→ TAREFAS
- a) Repita fielmente uma parte do trecho do documento, começando nas palavras "É muito fácil" e parando depois de "ser bem polido.".
- b) Segundo o trecho do documento, em quais bairros é muito fácil e confortável vociferar?

A democracia, aos seus adeptos, é muito cara. Exatamente por isso, respeito opiniões divergentes, ainda que dissonantes. Do contrário, seria porta-voz da minha própria incoerência. O pluralismo de ideias é fundamental, entretanto, há limites e princípios irrenunciáveis, dos quais não abro mão, sem margem a sentimentalismos.

 

Também o atual momento, mais do que outros, exige uma tomada de posição, cujo silêncio me faria cúmplice.

 

É muito fácil e confortável vociferar residindo no Alto da Lapa, Higienópolis ou Perdizes. Nesses redutos de pretensiosos “donos do saber”, malgrado as exceções, sobram intolerantes e alienados, para ser bem polido.

 

É a intolerância reproduzida por “batedores de panela”, raivosos e sem escuta. Que, insanos, não ouvem sequer o alerta daquela “filha da puta”, em rede nacional, sobre o Zika vírus. Dos que possuem MBA e intercâmbios no exterior, mas, são “formados” por Globo e Veja. Dos democráticos de fachada, na tentativa de forjarem a trajetória pessoal, sem convencer ninguém. Dos que consideram a luta de classes irrelevante e ultrapassada, senão papo furado de “comunista”.

 

Dos que abominam Karl Marx sem jamais tê-lo lido. Dos que só avistam uma favela, “abrigo de gente perigosa” e “delinquentes em potencial”, pelas lentes distorcidas da TV. Dos que creem conhecer um presídio por terem lido um livro. Dos que subestimam o crescimento “daqueles” que não eles. Dos que se escoram em títulos acadêmicos, línguas estrangeiras e viagens pelo mundo, não nas relações humanas.

 

Dos que toleram negros até a área de serviço, não na faculdade. Dos que se indignam com a queda da bolsa a afligir o Deus-Mercado, não com a morte de dezenas de adolescentes, precocemente sepultados, dia a dia. Dos que se opõem à expansão do transporte público por temer o trânsito de “gente diferenciada”. Dos que já não disfarçam a ojeriza às classes menos favorecidas (haja direitos sociais e trabalhistas) e às manifestações populares, antro de “vagabundos” e “acomodados”.

 

Clamam por GOLPE, sim!

 

Sem nenhum cerimonial, rasgam a Magna Carta quão fosse um documento qualquer, endossam conduções coercitivas ilegais, ratificam prisões preventivas sem fundamento e escutas telefônicas criminosas.

→ LISTA DE REGISTROS
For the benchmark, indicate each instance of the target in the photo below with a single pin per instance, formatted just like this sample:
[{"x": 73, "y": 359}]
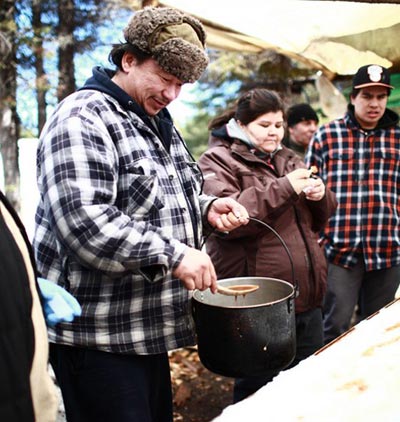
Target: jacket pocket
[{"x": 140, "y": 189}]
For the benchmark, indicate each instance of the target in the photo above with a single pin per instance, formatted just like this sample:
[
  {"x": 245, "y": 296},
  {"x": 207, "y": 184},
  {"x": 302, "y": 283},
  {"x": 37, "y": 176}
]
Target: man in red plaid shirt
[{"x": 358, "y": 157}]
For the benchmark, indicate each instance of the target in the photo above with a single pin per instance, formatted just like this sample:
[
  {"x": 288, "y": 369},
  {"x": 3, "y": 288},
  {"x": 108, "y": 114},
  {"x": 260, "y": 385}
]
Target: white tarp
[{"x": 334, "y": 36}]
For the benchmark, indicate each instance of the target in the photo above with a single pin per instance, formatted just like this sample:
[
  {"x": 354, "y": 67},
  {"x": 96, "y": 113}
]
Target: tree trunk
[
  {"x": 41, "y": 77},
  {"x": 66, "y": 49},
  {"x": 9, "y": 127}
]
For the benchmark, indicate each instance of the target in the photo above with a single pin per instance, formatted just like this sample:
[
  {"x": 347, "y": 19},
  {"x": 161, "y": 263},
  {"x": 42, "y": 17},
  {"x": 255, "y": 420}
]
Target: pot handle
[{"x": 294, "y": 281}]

==

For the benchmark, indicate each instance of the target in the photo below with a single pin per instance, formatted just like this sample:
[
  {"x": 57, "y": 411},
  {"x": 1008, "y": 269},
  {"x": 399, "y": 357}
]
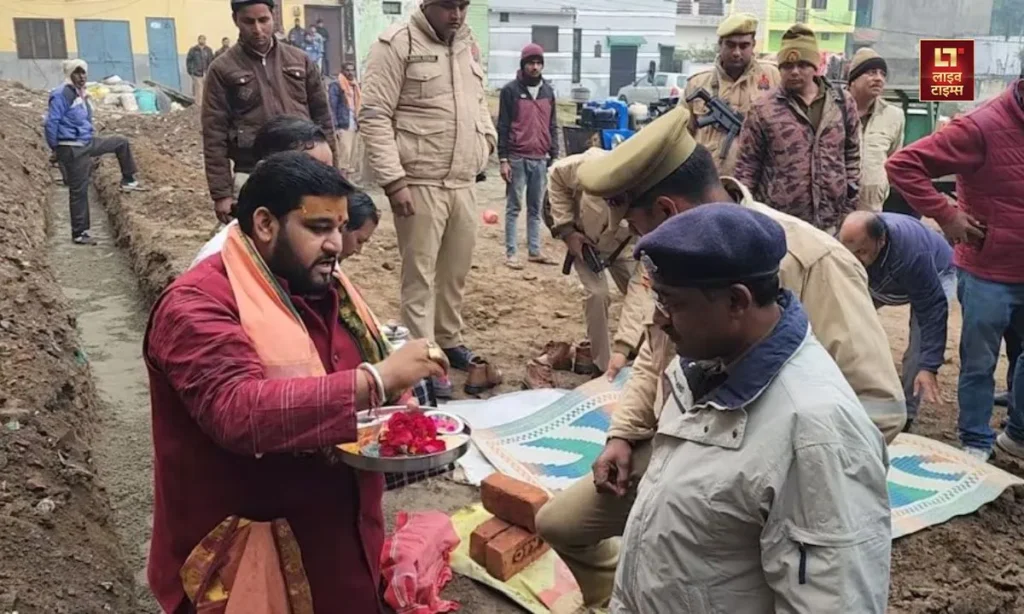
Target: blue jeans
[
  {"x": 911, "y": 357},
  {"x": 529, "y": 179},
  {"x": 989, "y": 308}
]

→ RESPOSTAS
- a)
É muito fácil e confortável vociferar residindo no Alto da Lapa, Higienópolis ou Perdizes. Nesses redutos de pretensiosos “donos do saber”, malgrado as exceções, sobram intolerantes e alienados, para ser bem polido.

- b) No Alto da Lapa, em Higienópolis ou em Perdizes.